__THE PROBLEM__
Reproduce every line of the data below verbatim, leaving out the pictures.

....

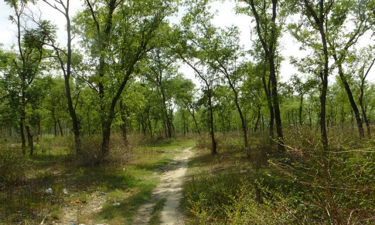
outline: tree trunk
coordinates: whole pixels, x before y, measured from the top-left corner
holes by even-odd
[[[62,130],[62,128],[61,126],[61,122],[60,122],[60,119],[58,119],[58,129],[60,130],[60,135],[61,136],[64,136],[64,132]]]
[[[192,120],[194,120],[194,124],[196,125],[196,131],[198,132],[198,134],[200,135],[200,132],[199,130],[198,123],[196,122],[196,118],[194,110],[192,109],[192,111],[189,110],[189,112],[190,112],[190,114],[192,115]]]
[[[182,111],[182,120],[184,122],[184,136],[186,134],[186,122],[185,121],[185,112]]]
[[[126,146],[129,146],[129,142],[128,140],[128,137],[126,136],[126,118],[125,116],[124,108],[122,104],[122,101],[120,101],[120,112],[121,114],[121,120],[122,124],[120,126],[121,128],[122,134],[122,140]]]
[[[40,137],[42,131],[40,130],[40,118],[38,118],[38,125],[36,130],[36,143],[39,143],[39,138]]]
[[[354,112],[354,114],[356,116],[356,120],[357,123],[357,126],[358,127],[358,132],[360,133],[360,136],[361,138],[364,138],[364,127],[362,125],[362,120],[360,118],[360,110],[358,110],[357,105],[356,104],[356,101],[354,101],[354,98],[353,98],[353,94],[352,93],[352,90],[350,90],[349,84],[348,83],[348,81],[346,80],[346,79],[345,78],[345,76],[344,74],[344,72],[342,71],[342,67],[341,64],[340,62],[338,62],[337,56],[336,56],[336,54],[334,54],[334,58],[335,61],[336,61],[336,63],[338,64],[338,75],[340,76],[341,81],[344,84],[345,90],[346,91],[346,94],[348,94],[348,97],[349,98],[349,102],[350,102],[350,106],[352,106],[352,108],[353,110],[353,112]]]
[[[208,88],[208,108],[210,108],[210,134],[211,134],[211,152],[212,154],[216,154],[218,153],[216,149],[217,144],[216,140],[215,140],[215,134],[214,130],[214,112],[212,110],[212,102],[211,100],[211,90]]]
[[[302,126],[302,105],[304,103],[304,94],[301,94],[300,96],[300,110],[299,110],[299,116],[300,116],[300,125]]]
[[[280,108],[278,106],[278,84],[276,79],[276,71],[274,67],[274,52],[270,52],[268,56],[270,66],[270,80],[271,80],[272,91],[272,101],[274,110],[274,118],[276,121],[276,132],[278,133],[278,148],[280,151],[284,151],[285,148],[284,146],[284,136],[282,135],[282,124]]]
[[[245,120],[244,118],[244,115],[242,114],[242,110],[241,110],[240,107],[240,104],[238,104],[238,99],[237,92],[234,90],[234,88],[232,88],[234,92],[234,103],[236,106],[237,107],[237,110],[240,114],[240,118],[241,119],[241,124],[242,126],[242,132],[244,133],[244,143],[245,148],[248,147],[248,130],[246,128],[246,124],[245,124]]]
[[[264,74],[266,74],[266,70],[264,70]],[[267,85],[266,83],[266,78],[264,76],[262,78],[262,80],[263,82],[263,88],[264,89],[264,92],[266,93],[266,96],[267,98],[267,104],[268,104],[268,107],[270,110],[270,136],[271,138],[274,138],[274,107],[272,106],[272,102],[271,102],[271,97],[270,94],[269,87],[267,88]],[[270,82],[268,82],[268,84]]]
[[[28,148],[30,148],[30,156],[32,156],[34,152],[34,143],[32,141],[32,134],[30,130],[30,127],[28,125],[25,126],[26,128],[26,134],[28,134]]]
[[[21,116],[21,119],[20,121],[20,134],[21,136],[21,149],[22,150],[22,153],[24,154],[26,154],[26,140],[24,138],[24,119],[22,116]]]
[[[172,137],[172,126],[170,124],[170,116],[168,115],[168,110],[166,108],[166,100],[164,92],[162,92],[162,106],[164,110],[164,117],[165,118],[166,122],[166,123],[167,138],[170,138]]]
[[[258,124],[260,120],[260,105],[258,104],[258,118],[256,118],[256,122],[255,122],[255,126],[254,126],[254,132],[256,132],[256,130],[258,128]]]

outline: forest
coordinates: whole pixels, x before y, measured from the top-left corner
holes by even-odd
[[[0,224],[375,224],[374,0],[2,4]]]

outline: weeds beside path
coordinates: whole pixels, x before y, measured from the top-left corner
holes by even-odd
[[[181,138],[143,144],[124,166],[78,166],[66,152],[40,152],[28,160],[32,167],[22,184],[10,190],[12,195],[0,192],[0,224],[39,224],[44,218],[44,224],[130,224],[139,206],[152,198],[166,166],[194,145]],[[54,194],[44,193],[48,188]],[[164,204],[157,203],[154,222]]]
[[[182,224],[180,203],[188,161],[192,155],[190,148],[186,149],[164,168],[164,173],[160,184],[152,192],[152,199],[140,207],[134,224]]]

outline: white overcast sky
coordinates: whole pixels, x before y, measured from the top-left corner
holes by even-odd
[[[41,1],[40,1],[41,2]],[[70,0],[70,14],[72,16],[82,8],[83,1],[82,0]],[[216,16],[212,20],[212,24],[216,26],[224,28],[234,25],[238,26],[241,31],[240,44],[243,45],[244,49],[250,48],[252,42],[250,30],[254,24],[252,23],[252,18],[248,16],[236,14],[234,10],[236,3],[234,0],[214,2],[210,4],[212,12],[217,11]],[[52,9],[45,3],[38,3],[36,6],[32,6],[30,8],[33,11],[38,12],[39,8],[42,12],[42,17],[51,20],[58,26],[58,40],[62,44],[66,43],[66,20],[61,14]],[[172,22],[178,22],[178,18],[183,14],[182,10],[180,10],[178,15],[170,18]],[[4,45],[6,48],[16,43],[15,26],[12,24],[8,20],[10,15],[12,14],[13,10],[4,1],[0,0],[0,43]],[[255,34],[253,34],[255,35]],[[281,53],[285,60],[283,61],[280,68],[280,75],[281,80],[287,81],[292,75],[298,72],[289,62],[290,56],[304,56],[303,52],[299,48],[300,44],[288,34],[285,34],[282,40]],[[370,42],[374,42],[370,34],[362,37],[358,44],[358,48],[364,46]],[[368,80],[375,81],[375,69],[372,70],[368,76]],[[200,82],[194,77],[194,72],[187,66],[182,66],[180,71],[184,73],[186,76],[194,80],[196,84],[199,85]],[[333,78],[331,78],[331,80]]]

....

__EXERCISE RESULT__
outline: tree trunk
coordinates: whole pixels, x before y, measured from the top-left corner
holes by even-odd
[[[62,130],[62,128],[61,126],[61,122],[60,122],[60,119],[58,119],[58,129],[60,130],[60,135],[61,136],[64,136],[64,132]]]
[[[192,120],[194,120],[194,124],[196,125],[196,131],[198,132],[198,134],[200,135],[200,132],[199,130],[198,123],[196,122],[196,118],[194,110],[192,109],[192,111],[189,110],[189,112],[190,112],[190,114],[192,115]]]
[[[182,111],[182,120],[184,122],[184,136],[186,134],[186,122],[185,121],[185,112]]]
[[[126,146],[129,146],[129,142],[128,140],[128,137],[126,136],[126,118],[125,116],[124,108],[122,104],[122,101],[120,101],[120,112],[121,114],[121,120],[122,124],[120,126],[121,128],[122,134],[122,140]]]
[[[40,137],[42,131],[40,130],[40,118],[38,118],[38,125],[36,130],[36,143],[39,143],[39,138]]]
[[[354,112],[354,114],[356,116],[356,120],[357,123],[357,126],[358,127],[358,132],[360,133],[360,136],[361,138],[364,138],[364,127],[362,125],[362,120],[360,118],[360,110],[358,110],[357,105],[356,104],[356,101],[354,101],[354,98],[353,98],[353,94],[352,93],[352,90],[350,90],[349,84],[348,83],[348,81],[346,80],[346,79],[345,78],[345,76],[344,74],[344,72],[342,71],[342,67],[341,64],[340,62],[338,62],[337,56],[336,56],[336,54],[334,54],[334,58],[335,61],[336,61],[336,63],[338,64],[338,75],[340,76],[341,81],[344,84],[345,90],[346,91],[346,94],[348,94],[348,97],[349,98],[349,102],[350,102],[350,106],[352,106],[352,108],[353,110],[353,112]]]
[[[208,88],[208,108],[210,108],[210,134],[211,134],[211,152],[212,154],[216,154],[218,153],[216,149],[217,144],[216,140],[215,140],[215,134],[214,130],[214,112],[212,110],[212,102],[211,100],[211,90]]]
[[[302,126],[302,105],[304,103],[304,94],[301,94],[300,96],[300,110],[299,110],[299,116],[300,116],[300,125]]]
[[[280,108],[278,106],[278,84],[276,79],[276,71],[274,67],[274,52],[270,52],[268,56],[270,66],[270,80],[271,80],[272,91],[272,101],[274,110],[274,118],[276,121],[276,132],[278,133],[278,148],[280,151],[284,151],[285,148],[284,146],[284,136],[282,135],[282,124]]]
[[[245,120],[244,118],[244,115],[242,114],[242,110],[241,110],[240,107],[240,104],[238,104],[238,99],[237,92],[234,90],[234,88],[232,88],[234,92],[234,103],[236,106],[237,107],[237,110],[240,114],[240,118],[241,119],[241,124],[242,126],[242,132],[244,133],[244,143],[245,148],[248,147],[248,130],[246,128],[246,124],[245,124]]]
[[[264,74],[266,74],[266,70],[264,70]],[[267,85],[266,83],[266,78],[264,76],[262,78],[262,80],[263,82],[263,88],[264,89],[264,92],[266,93],[266,96],[267,98],[267,104],[268,104],[268,107],[270,110],[270,136],[271,138],[274,138],[274,107],[272,106],[272,102],[271,102],[271,97],[270,94],[269,87],[267,88]],[[270,82],[268,82],[268,84]]]
[[[28,148],[30,148],[30,156],[32,156],[34,152],[34,143],[32,141],[32,134],[30,130],[30,127],[28,125],[25,126],[26,128],[26,134],[28,134]]]
[[[21,116],[21,119],[20,121],[20,134],[21,136],[21,149],[22,150],[22,153],[24,154],[26,154],[26,140],[24,138],[24,119],[22,116]]]
[[[172,137],[172,126],[170,124],[170,116],[168,115],[168,110],[166,108],[166,100],[164,92],[162,92],[162,106],[164,110],[164,117],[165,118],[166,122],[166,123],[167,138],[170,138]]]
[[[258,124],[260,120],[260,105],[258,104],[258,118],[256,118],[256,122],[255,122],[255,126],[254,126],[254,132],[256,132],[256,130],[258,128]]]

outline: forest
coordinates: whole pixels, x before y, measured from the top-left corner
holes by even-odd
[[[0,224],[375,224],[374,0],[2,4]]]

outline: weeds beside path
coordinates: whole pixels, x before y, measured from the top-left corner
holes by even-odd
[[[181,138],[143,144],[124,166],[78,166],[66,152],[40,152],[28,160],[32,167],[22,184],[10,190],[12,195],[0,192],[0,224],[39,224],[44,218],[44,224],[130,224],[139,206],[152,198],[166,166],[194,145]],[[54,194],[44,193],[48,188]],[[164,204],[157,203],[154,222]]]
[[[182,224],[180,203],[188,161],[192,155],[190,148],[186,149],[164,168],[164,173],[160,184],[152,192],[152,199],[140,207],[134,224]]]

outline: white overcast sky
coordinates: whole pixels, x before y, measured from the top-left corner
holes by even-odd
[[[41,1],[40,1],[41,2]],[[70,0],[70,14],[72,16],[82,8],[83,1],[82,0]],[[216,16],[212,20],[212,24],[216,26],[224,28],[234,25],[238,26],[241,31],[240,44],[243,45],[244,49],[250,48],[252,42],[250,30],[254,24],[252,23],[252,18],[248,16],[236,14],[234,10],[236,3],[234,0],[214,2],[210,4],[212,12],[217,11]],[[52,9],[45,3],[38,3],[36,6],[32,6],[30,8],[33,11],[38,12],[39,8],[42,12],[42,17],[51,20],[58,26],[58,40],[62,44],[66,43],[66,20],[61,14]],[[172,22],[178,22],[178,18],[183,14],[182,10],[180,10],[178,15],[170,18]],[[4,45],[6,48],[16,43],[15,26],[12,24],[8,20],[10,15],[12,14],[13,10],[4,1],[0,0],[0,43]],[[255,34],[253,34],[255,35]],[[281,53],[285,60],[283,61],[280,68],[280,75],[281,80],[287,81],[292,75],[298,72],[289,62],[290,56],[304,56],[303,52],[299,48],[300,44],[288,34],[285,34],[282,40]],[[370,42],[374,42],[370,34],[362,37],[358,44],[358,48],[364,46]],[[368,80],[375,81],[375,69],[372,70],[368,76]],[[200,82],[194,77],[194,72],[187,66],[182,66],[180,71],[184,73],[186,76],[194,80],[196,84],[199,85]],[[333,78],[331,78],[331,80]]]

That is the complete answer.